WHAT YOU SHOULD DO:
Rewrite the passage about the difficult season from "What I really" to "thoughts and feelings.", changing "negative" to "bleak".

EXCERPT TO READ:
What I really struggled to rationalise at the time was why everyone else seemed to be coping with the insanely unstable scenarios and willing to keep going along with things when I felt completely out of control and overawed. I felt emotionally isolated, and my thoughts were overwhelmingly negative. Swirling with uncontrolled momentum from one disastrous scenario to another. My emotional regulation was non-existent, and everything made me panic, feel anxious, overwhelmed, and become incredibly rigid in my thoughts and feelings.
Arguably, performance wise I was having and had one of my best seasons in SSN, experiencing an overwhelming amount of success against extreme adversity with WCF and making an alternative position on the court my own. I feel like it is no coincidence that I was able to maintain a consistent standard of performance, despite my struggles, due to the consistency of the work that I was able to engage in with the WCF performance psychologist and for that I am extremely grateful. Although I still feel a certain level of dissociation from many of the experiences I had last season, even now.

DATA SUPPLIED:
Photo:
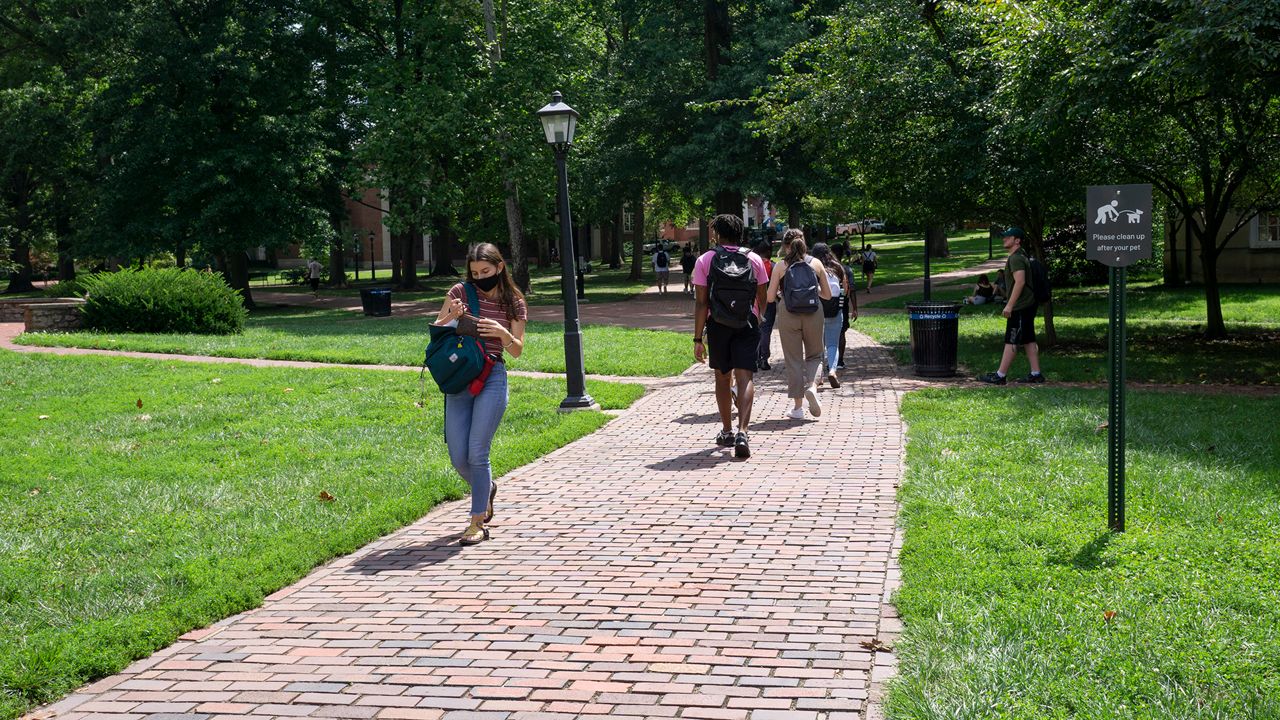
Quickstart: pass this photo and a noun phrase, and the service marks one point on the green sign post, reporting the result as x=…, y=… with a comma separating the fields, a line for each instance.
x=1118, y=235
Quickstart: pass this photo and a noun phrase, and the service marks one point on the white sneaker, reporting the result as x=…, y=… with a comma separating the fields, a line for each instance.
x=810, y=395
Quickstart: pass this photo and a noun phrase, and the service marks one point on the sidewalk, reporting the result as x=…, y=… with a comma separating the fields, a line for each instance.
x=636, y=573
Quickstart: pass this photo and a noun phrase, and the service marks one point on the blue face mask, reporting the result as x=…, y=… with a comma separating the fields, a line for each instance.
x=487, y=283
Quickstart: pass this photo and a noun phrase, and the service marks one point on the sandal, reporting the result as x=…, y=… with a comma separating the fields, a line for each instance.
x=474, y=534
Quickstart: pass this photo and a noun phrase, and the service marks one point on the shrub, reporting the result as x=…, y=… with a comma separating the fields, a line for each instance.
x=1066, y=258
x=163, y=301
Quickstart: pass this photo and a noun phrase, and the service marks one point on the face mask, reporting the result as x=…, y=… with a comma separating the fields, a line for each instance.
x=487, y=283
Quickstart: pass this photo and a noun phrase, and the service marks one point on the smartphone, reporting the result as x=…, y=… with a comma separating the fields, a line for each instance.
x=469, y=326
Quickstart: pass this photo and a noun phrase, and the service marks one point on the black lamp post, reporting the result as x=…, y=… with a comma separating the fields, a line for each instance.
x=560, y=121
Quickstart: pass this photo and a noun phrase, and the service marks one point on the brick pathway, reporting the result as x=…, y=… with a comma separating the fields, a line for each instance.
x=635, y=573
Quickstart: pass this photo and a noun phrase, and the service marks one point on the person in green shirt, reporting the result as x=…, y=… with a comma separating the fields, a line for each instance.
x=1020, y=313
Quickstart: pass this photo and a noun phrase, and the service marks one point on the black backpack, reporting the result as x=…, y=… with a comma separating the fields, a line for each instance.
x=800, y=291
x=1040, y=281
x=732, y=287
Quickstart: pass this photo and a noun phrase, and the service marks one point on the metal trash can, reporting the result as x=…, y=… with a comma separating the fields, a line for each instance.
x=935, y=337
x=376, y=301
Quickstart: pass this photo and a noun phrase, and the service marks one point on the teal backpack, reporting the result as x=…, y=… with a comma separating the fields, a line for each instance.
x=455, y=360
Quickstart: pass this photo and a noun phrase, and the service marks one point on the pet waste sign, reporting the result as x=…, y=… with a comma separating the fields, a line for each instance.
x=1119, y=224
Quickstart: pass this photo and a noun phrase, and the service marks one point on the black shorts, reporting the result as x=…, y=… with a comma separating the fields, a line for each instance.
x=1020, y=327
x=732, y=349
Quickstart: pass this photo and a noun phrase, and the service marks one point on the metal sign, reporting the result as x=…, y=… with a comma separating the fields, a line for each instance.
x=1118, y=229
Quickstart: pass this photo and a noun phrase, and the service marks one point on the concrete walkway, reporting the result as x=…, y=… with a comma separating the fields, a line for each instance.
x=636, y=573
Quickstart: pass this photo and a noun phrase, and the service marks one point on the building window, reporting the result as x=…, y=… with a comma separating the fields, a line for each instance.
x=1265, y=232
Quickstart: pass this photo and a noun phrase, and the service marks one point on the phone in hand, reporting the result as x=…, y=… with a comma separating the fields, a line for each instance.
x=469, y=326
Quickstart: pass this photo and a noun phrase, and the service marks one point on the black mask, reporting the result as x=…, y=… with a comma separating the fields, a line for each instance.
x=487, y=283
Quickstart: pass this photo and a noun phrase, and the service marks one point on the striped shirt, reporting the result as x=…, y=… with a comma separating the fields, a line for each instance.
x=494, y=311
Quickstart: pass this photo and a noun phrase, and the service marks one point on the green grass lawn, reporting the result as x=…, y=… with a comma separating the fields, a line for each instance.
x=1164, y=327
x=1009, y=573
x=901, y=256
x=122, y=527
x=600, y=286
x=343, y=336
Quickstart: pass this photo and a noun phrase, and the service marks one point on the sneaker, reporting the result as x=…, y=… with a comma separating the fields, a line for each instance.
x=493, y=493
x=810, y=395
x=475, y=534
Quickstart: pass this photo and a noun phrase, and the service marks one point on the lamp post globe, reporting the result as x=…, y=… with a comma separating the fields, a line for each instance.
x=560, y=122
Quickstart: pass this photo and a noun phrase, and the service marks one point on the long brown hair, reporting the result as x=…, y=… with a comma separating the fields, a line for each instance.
x=796, y=250
x=507, y=291
x=822, y=251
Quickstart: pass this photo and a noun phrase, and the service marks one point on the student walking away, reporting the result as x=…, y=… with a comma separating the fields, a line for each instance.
x=832, y=309
x=871, y=260
x=686, y=263
x=799, y=285
x=1020, y=313
x=314, y=270
x=728, y=285
x=850, y=302
x=471, y=417
x=662, y=268
x=764, y=249
x=983, y=292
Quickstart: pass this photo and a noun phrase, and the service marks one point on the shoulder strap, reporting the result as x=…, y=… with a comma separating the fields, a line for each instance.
x=472, y=299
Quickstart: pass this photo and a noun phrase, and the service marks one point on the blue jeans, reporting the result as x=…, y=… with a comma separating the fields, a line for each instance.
x=470, y=424
x=831, y=328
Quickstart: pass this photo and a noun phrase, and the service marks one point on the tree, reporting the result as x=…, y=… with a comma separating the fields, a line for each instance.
x=1187, y=96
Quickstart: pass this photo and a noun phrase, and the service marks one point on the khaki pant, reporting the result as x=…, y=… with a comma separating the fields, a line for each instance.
x=800, y=335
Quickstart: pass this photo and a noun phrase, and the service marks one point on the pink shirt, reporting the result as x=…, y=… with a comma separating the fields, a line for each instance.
x=703, y=268
x=493, y=310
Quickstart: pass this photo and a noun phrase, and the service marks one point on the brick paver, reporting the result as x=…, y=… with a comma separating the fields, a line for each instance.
x=636, y=573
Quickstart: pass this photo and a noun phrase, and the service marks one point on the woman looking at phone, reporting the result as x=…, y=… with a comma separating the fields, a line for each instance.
x=470, y=422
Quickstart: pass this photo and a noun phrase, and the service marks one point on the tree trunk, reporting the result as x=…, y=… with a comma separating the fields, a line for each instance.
x=408, y=250
x=936, y=237
x=237, y=276
x=1215, y=327
x=1171, y=270
x=444, y=242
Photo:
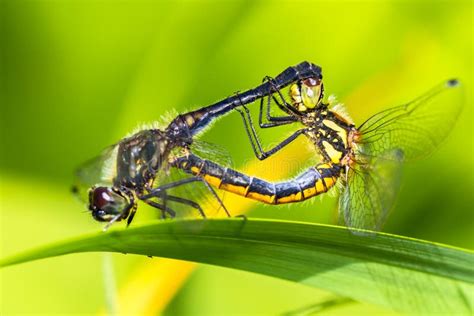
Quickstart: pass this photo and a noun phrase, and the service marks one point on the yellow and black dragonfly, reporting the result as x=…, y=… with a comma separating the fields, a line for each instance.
x=137, y=167
x=364, y=159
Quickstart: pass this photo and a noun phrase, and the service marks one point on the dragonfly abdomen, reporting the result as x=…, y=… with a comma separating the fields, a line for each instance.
x=312, y=182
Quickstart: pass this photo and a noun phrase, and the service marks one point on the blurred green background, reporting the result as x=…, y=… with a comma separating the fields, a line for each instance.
x=77, y=76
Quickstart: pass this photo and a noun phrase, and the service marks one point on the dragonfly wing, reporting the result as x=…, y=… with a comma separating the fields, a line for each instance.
x=370, y=190
x=417, y=127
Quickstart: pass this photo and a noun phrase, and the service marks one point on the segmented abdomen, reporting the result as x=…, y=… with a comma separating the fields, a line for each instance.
x=312, y=182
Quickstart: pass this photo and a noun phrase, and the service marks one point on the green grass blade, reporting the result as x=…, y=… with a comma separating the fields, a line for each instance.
x=397, y=272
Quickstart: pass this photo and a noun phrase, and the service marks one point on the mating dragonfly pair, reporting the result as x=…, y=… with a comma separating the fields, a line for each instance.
x=364, y=159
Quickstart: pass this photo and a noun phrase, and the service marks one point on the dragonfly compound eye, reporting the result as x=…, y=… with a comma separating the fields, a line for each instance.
x=106, y=203
x=312, y=91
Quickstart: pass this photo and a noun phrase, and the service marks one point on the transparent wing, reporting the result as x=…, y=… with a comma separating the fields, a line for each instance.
x=370, y=190
x=96, y=171
x=417, y=127
x=213, y=152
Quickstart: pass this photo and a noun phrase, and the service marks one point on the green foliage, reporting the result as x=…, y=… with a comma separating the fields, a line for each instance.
x=393, y=271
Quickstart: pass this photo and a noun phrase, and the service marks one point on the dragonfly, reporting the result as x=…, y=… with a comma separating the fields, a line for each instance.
x=137, y=167
x=366, y=159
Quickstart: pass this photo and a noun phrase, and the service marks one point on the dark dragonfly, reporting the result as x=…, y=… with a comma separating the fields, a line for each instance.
x=129, y=170
x=365, y=160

TASK RESPONSE:
What I really struggled to rationalise at the time was why everyone else seemed to be coping with the insanely unstable scenarios and willing to keep going along with things when I felt completely out of control and overawed. I felt emotionally isolated, and my thoughts were overwhelmingly bleak. Swirling with uncontrolled momentum from one disastrous scenario to another. My emotional regulation was non-existent, and everything made me panic, feel anxious, overwhelmed, and become incredibly rigid in my thoughts and feelings.